Given records start

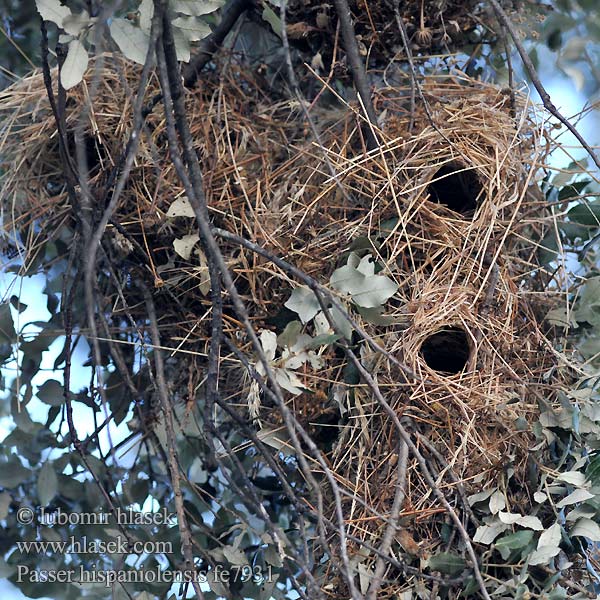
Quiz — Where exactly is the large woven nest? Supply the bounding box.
[234,77,562,597]
[0,57,572,598]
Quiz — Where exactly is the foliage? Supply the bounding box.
[0,0,600,600]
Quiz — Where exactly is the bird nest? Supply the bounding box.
[0,56,576,598]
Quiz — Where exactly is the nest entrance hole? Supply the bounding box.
[420,327,471,375]
[427,163,483,218]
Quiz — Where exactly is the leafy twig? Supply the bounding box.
[334,0,379,150]
[490,0,600,169]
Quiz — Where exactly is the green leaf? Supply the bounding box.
[110,19,150,65]
[37,462,58,506]
[538,231,558,265]
[167,196,196,219]
[0,302,17,344]
[169,0,224,17]
[330,255,398,308]
[37,379,65,406]
[0,455,31,489]
[173,17,210,42]
[262,2,283,37]
[63,10,91,36]
[284,286,321,323]
[173,233,200,260]
[277,321,302,348]
[223,546,248,566]
[138,0,154,35]
[0,492,12,521]
[558,179,592,200]
[569,518,600,542]
[35,0,71,27]
[173,28,191,62]
[556,488,595,508]
[558,221,592,243]
[427,552,467,575]
[494,530,533,560]
[585,453,600,485]
[567,200,600,227]
[60,40,88,90]
[10,295,27,313]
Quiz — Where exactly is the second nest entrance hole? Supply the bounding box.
[427,163,483,218]
[421,327,471,375]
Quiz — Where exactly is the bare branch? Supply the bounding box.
[490,0,600,169]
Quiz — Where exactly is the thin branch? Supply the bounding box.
[159,5,223,468]
[334,0,379,150]
[139,283,204,600]
[183,0,252,87]
[490,0,600,169]
[366,440,408,600]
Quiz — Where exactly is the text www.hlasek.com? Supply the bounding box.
[17,536,173,554]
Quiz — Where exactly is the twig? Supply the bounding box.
[366,440,408,600]
[213,227,419,380]
[183,0,253,87]
[489,0,600,169]
[139,282,204,600]
[155,12,359,598]
[342,343,491,600]
[334,0,379,150]
[160,5,223,468]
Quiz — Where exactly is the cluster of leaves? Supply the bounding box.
[36,0,223,90]
[539,165,600,265]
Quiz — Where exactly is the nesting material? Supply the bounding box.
[0,57,572,599]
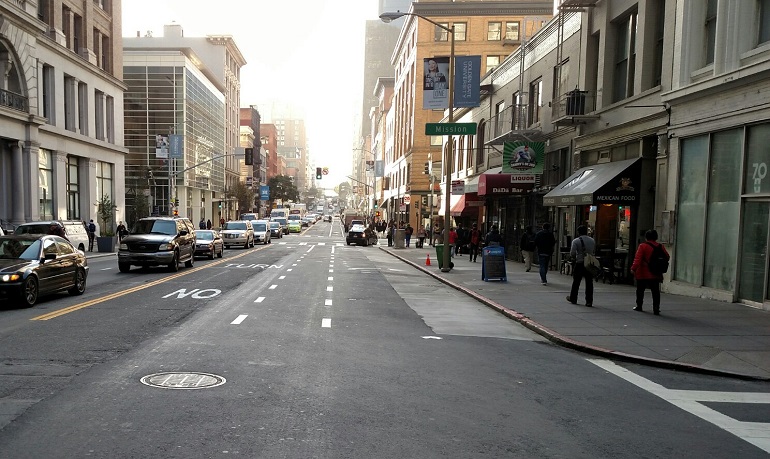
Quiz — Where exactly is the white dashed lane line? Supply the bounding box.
[230,314,249,325]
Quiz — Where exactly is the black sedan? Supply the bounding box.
[195,230,225,260]
[0,234,88,307]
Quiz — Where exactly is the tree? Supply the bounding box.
[228,182,255,214]
[96,194,118,236]
[267,175,299,206]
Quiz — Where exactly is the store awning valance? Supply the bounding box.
[543,158,642,206]
[449,193,484,217]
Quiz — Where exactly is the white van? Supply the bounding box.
[13,220,88,252]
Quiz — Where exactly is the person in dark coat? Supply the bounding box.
[631,230,670,316]
[535,223,556,285]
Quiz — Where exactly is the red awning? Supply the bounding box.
[449,193,484,217]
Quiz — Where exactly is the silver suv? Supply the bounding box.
[219,220,254,249]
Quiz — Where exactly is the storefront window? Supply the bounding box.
[703,129,743,291]
[37,148,53,220]
[674,135,708,285]
[743,124,770,194]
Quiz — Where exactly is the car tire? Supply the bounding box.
[168,252,179,273]
[19,276,40,308]
[68,268,86,295]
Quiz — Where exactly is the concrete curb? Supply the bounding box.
[378,247,770,381]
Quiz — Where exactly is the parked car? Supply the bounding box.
[118,217,195,273]
[270,222,283,239]
[0,234,88,307]
[289,220,302,233]
[251,220,271,244]
[270,217,289,234]
[220,220,254,249]
[345,225,369,246]
[13,220,88,252]
[195,230,225,260]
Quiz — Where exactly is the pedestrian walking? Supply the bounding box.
[519,225,535,272]
[414,226,430,249]
[404,223,414,247]
[567,225,596,307]
[631,230,671,316]
[88,219,96,252]
[527,223,556,285]
[468,223,481,263]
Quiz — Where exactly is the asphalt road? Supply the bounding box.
[0,221,770,458]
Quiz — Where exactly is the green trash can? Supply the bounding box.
[436,244,455,269]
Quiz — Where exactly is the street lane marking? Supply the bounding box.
[587,359,770,453]
[29,246,269,320]
[230,314,249,325]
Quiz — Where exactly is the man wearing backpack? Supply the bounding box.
[631,230,671,316]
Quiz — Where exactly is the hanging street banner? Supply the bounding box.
[502,141,545,175]
[454,56,481,108]
[422,57,449,110]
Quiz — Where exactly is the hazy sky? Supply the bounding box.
[123,0,377,187]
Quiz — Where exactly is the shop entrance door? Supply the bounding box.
[738,201,770,305]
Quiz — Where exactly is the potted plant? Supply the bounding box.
[96,194,117,252]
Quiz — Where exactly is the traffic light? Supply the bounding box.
[243,148,254,166]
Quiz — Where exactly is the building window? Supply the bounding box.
[505,22,519,41]
[454,22,468,41]
[96,161,112,207]
[703,0,717,65]
[64,75,77,132]
[42,65,56,125]
[757,0,770,45]
[433,22,449,41]
[487,22,503,41]
[612,13,636,102]
[67,156,80,220]
[486,56,500,72]
[37,148,54,220]
[674,129,743,291]
[529,78,543,124]
[78,81,88,135]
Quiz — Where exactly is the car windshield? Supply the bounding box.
[222,222,246,230]
[195,231,214,241]
[131,220,176,236]
[0,238,40,260]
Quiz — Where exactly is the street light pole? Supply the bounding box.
[380,11,455,273]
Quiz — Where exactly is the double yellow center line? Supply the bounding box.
[30,246,268,320]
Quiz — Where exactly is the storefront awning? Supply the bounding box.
[543,158,642,206]
[478,167,536,196]
[449,193,484,217]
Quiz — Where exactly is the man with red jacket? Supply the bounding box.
[631,230,670,316]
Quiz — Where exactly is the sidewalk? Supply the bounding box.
[379,243,770,380]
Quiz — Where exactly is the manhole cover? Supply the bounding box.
[140,372,226,389]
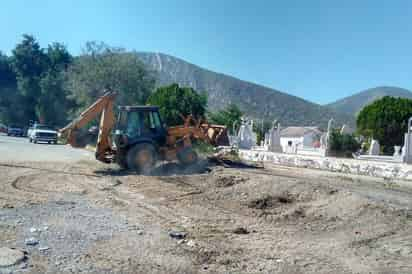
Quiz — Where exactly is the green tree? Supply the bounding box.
[0,52,24,124]
[12,34,47,123]
[67,42,155,109]
[356,96,412,153]
[36,43,75,126]
[330,129,360,157]
[208,104,243,134]
[147,84,207,126]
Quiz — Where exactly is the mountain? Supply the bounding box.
[326,87,412,116]
[137,52,354,127]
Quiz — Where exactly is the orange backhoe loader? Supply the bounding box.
[60,92,229,173]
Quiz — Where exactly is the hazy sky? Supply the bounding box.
[0,0,412,103]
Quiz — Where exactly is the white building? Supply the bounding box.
[280,127,322,153]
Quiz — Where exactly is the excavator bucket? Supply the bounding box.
[168,115,229,146]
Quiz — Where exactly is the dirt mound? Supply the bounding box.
[215,175,249,187]
[248,193,294,209]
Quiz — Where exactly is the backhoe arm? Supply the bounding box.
[60,92,116,161]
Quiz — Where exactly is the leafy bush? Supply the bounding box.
[147,84,207,126]
[356,96,412,154]
[329,130,360,157]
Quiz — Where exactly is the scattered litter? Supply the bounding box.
[186,240,196,247]
[169,231,187,239]
[39,246,50,252]
[24,237,39,245]
[0,247,25,267]
[233,227,250,235]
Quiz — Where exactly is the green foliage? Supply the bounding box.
[67,42,155,109]
[12,34,47,122]
[0,35,72,126]
[329,129,360,157]
[356,96,412,153]
[147,84,207,126]
[208,104,243,134]
[0,52,24,124]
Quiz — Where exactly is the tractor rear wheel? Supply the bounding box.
[177,147,197,165]
[126,143,157,174]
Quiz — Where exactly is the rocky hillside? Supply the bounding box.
[327,87,412,115]
[138,53,354,127]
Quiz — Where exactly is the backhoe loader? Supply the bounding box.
[60,91,229,173]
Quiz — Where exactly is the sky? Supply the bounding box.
[0,0,412,104]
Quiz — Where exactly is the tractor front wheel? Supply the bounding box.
[127,143,157,174]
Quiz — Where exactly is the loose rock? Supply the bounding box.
[0,247,25,267]
[169,231,187,240]
[24,238,39,245]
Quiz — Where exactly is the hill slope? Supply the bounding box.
[138,53,354,127]
[326,87,412,115]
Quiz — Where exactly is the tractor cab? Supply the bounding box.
[114,106,167,147]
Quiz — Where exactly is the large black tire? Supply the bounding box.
[177,147,198,165]
[126,143,157,174]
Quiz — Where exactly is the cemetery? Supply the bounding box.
[230,118,412,180]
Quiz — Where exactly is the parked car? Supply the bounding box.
[7,125,23,137]
[27,124,57,144]
[0,124,7,133]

Given records end

### Directions for this task:
Rescale the stretch of the records from the line containing "Quiz — Where exactly is the potted" through the line containing "[379,243,770,380]" by reproducing every line in it and multiplying each bounding-box coordinate by 2.55, rounded to a whole number with halves rounded up. Leave all other text unchanged and output only those lines.

### Exercise answer:
Quiz — Where exactly is the potted plant? Supply the bounding box.
[245,495,298,643]
Quiz — Where exactly is the traffic light? Supply the bounding box.
[620,377,648,423]
Quiz — Where exactly is the building window? Supply the bounding box.
[1288,56,1323,105]
[1158,56,1193,105]
[245,411,286,528]
[1793,0,1828,166]
[163,191,196,337]
[107,166,143,319]
[1930,0,1964,115]
[1104,56,1145,105]
[1242,56,1283,105]
[1561,33,1622,260]
[171,398,204,561]
[1239,143,1275,184]
[94,377,138,561]
[1719,329,1895,742]
[1349,199,1385,316]
[199,207,224,344]
Quiz — Where exactly is the car windshield? Supply the bounding box.
[566,566,627,587]
[497,589,546,615]
[334,561,449,602]
[0,607,102,663]
Quiz — Where exactly is the street light pole? Supply the bounding box.
[969,28,1160,696]
Quiz — Where exactly is the double yellow center line? Supply the bounding box.
[77,627,683,816]
Quiz — Where exactly is the storefront awning? Supply the bounding box.
[1385,403,1637,525]
[1219,426,1367,500]
[1145,492,1234,553]
Quiz — Where exactly is the man with red jacket? Supply the bounding box.
[1609,587,1709,806]
Quiz — Where exactly is the sidewalk? Supply the bounding box.
[966,620,1964,969]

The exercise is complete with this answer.